+++ DATA +++

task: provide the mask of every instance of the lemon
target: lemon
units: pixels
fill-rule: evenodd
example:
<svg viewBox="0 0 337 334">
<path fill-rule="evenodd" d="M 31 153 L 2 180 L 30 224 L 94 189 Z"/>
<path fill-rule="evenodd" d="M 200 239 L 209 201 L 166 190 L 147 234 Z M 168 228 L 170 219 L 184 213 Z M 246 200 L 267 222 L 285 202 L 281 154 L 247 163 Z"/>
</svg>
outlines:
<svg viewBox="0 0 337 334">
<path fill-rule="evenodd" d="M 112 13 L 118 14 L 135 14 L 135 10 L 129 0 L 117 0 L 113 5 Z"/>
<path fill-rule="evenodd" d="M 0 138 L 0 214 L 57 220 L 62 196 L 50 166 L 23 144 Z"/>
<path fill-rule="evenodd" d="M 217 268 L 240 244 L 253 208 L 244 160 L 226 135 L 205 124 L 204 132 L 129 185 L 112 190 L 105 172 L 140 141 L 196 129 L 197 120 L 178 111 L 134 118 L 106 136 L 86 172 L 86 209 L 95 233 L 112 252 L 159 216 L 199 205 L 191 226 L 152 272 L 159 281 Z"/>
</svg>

+++

Write out every item again in full, from the task line through the outlines. Move each number in the answer outlines up by 108, covering both the viewBox values and the path coordinates, and leave the sample outline unchanged.

task: provide the mask of every instance of the lemon
target: lemon
units: pixels
fill-rule: evenodd
example:
<svg viewBox="0 0 337 334">
<path fill-rule="evenodd" d="M 31 153 L 2 180 L 30 224 L 94 189 Z"/>
<path fill-rule="evenodd" d="M 200 239 L 209 201 L 166 190 L 147 234 Z M 168 228 L 170 219 L 184 213 Z M 246 200 L 267 222 L 285 202 L 281 154 L 247 163 Z"/>
</svg>
outlines:
<svg viewBox="108 108 445 442">
<path fill-rule="evenodd" d="M 220 121 L 226 122 L 243 122 L 243 118 L 237 108 L 225 108 L 221 113 Z"/>
<path fill-rule="evenodd" d="M 108 246 L 108 322 L 165 328 L 170 304 L 158 274 L 131 252 Z"/>
<path fill-rule="evenodd" d="M 325 376 L 348 352 L 361 316 L 352 268 L 334 243 L 313 232 L 312 240 L 237 293 L 220 298 L 213 280 L 248 249 L 304 237 L 305 228 L 286 219 L 242 226 L 214 244 L 194 280 L 194 317 L 203 341 L 220 360 L 267 324 L 307 313 L 299 334 L 260 380 L 267 389 Z"/>
</svg>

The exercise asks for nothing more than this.